• _Consignes_:
Indiquez combien d'éléments bâtis ont été recensés à Pleudaniel d'après le passage sur l'habitat de cette commune.

• _Passage fourni_:
************

Dossier non géolocalisé

  • Dénominations
    maison, ferme
  • Aires d'études
    Lézardrieux
  • Adresse
    • Commune : Pleudaniel

Un habitat dispersé

A Pleudaniel, 520 éléments bâtis ont été recensés au sein des 143 lieux-dits (comprenant le bourg) du territoire communal d’une superficie de 1842 hectares. Ce recensement révèle que le patrimoine de la commune est composé, en majorité, de fermes (264) et de maisons (116).

A l'exception du bourg et de ses extensions, mais également de Camarel, l'habitat ancien de Pleudaniel se constitue en majeure partie de fermes isolées (Le Daric, Saint-Hurvil, Gaudu, Kerguezeyer, etc.) ou regroupées au sein de petits et moyens hameaux composés d’une dizaine d’unités de vie au maximum ; chacune généralement accompagnées de dépendances (Boloï, Le Passage, Kerangoff, Moulin Huon, Gramorvan, Passe Porte, Keroul, etc.).

************

• _Extrait source_:
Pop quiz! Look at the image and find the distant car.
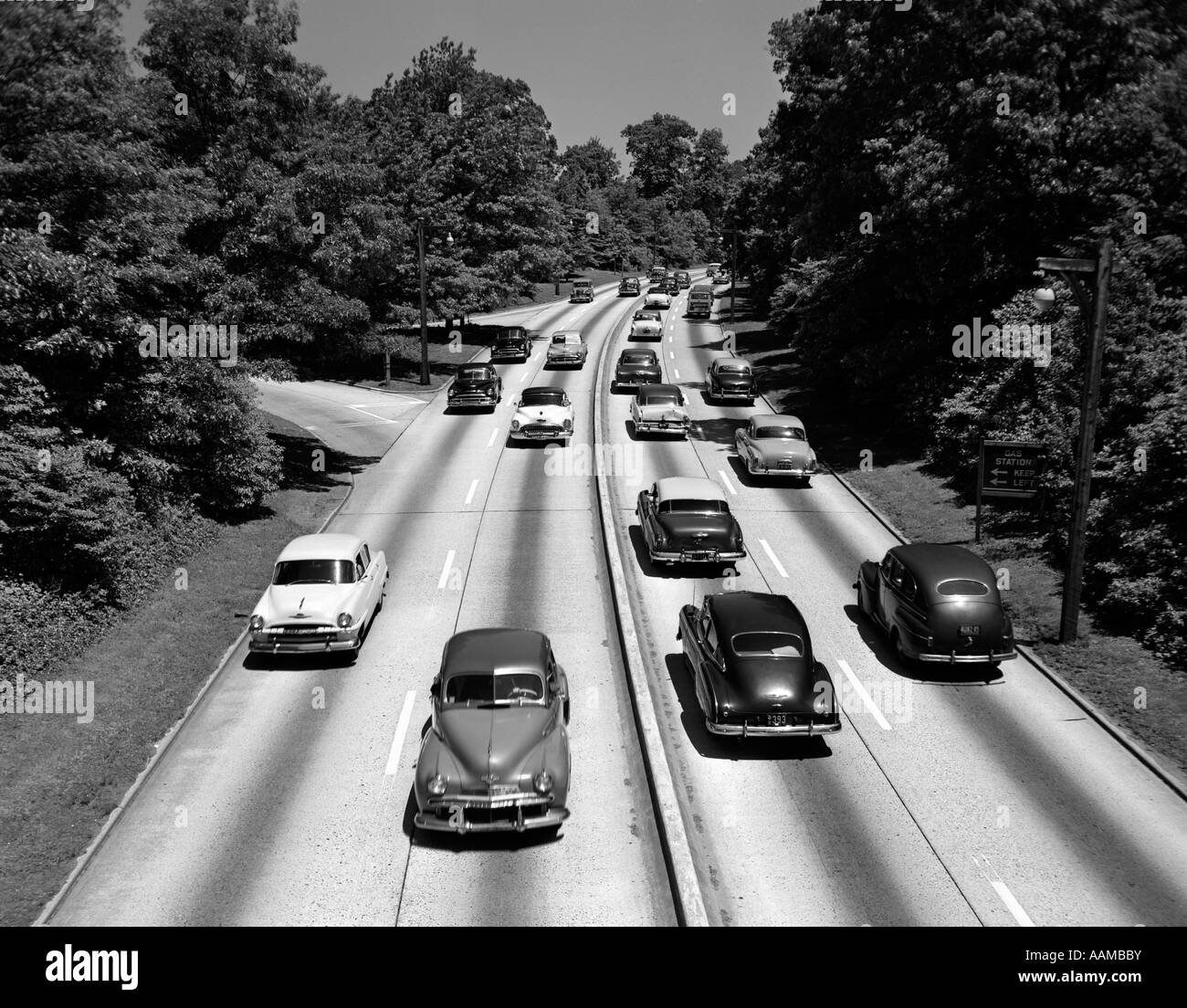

************

• _Solution complète_:
520 éléments bâtis ont été recensés à Pleudaniel.